▸ ENUNCIADO 1
Responde estas preguntas sobre el fragmento acerca de las amenazas a la especie:
(a) ¿Qué dos amenazas a la integridad total de la especie surgieron por primera vez en el siglo pasado, según Bobbio?
(b) ¿Por qué hecho pareció amainar en determinados momentos el gran peligro bélico total?
(c) ¿En qué período se alcanzaron sobre todo las mejoras económicas y sociales inéditas?
▸ ENUNCIADO 2
Reproduce al pie de la letra el fragmento acerca de las amenazas a la especie, todo lo que va desde "Si bien es cierto" hasta "y sociales inéditas.".
▸ ENUNCIADO 3
Resume en dos oraciones el fragmento acerca de las amenazas a la especie.

▸ FRAGMENTO DEL DOCUMENTO
Norberto Bobbio solía señalar que en el siglo pasado habían surgido por primera vez en la historia dos amenazas a la integridad total de la especie: el cambio climático y las armas nucleares. Anteriormente la historia estaba llena de horrores naturales y humana violencia, pero estas estaban circunscritos a sectores suyos, por extensos que fueran. Tales las dos guerras mundiales y sus decenas de millones de muertos. O terremotos y huracanes sin mesura. Solo los necios, los publicistas y los buenos creyentes dicen de entrada que la vida es bella.
Si bien es cierto que en determinados momentos el gran peligro bélico total parecía haber amainado por la caída del imperio soviético y hasta se habló de que la humanidad podía ser una y homogénea, democracia liberal y economía de mercado, por ende llegando a su fin y destinada a pacificarse paulatinamente, a limar definitivamente sus contradicciones mayores. Incluso paralelamente algunas cifras de pobreza mejoraron planetariamente y aun en el tercer mundo, sobre todo en la primera década del nuevo milenio, se alcanzaron mejoras económicas y sociales inéditas.

▸ EXTRACTO DE DATOS
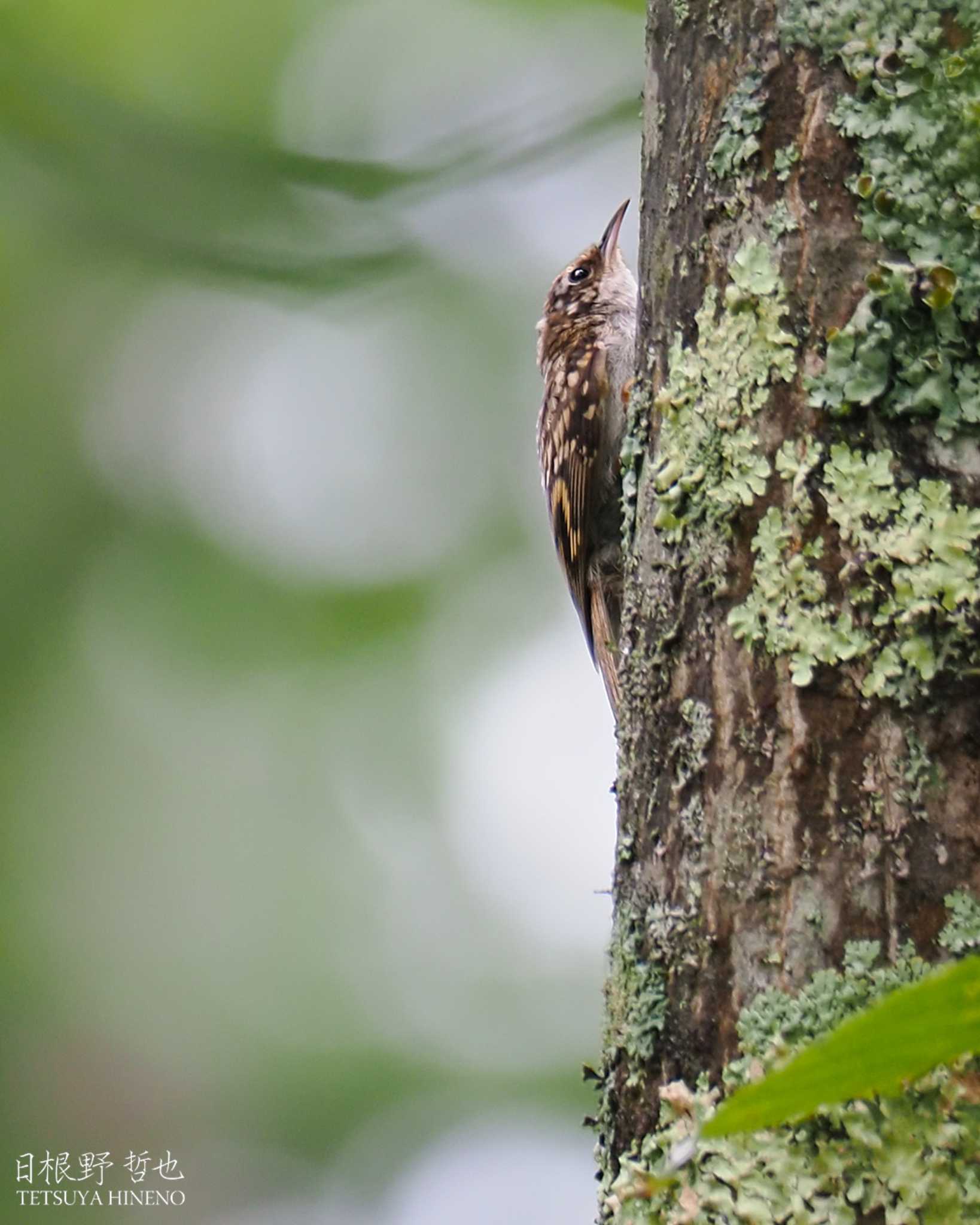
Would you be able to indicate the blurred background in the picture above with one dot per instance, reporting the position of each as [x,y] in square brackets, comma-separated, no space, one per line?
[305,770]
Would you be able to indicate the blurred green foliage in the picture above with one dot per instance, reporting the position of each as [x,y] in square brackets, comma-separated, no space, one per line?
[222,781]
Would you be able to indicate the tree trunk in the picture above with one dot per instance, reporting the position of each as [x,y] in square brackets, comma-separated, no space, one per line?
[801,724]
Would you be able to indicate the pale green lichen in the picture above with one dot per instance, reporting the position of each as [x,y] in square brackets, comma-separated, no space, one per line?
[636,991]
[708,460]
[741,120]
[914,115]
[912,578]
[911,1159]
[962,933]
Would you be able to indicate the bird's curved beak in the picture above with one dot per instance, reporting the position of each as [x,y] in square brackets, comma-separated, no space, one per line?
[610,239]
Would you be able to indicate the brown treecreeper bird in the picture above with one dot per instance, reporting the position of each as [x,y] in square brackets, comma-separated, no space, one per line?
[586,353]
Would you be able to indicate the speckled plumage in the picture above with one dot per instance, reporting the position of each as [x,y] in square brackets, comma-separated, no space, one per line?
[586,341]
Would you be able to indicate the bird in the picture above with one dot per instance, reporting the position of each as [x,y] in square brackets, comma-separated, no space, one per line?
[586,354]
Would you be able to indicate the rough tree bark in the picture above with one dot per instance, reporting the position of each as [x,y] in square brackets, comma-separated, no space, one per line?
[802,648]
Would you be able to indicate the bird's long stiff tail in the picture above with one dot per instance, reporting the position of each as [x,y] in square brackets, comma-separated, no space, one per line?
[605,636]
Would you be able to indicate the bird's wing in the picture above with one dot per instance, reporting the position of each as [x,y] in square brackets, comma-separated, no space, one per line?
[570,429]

▸ RESPUESTA CORRECTA 1
(a) El cambio climático y las armas nucleares.
(b) Por la caída del imperio soviético.
(c) En la primera década del nuevo milenio.

▸ RESPUESTA CORRECTA 2
Si bien es cierto que en determinados momentos el gran peligro bélico total parecía haber amainado por la caída del imperio soviético y hasta se habló de que la humanidad podía ser una y homogénea, democracia liberal y economía de mercado, por ende llegando a su fin y destinada a pacificarse paulatinamente, a limar definitivamente sus contradicciones mayores. Incluso paralelamente algunas cifras de pobreza mejoraron planetariamente y aun en el tercer mundo, sobre todo en la primera década del nuevo milenio, se alcanzaron mejoras económicas y sociales inéditas.

▸ RESPUESTA CORRECTA 3
Según Norberto Bobbio, en el siglo pasado surgieron por primera vez dos amenazas a la integridad total de la especie, el cambio climático y las armas nucleares, mientras que los horrores anteriores se habían limitado a sectores de ella. En determinados momentos el gran peligro bélico total pareció amainar tras la caída del imperio soviético, y sobre todo en la primera década del nuevo milenio algunas cifras de pobreza mejoraron y aun en el tercer mundo se alcanzaron mejoras económicas y sociales inéditas.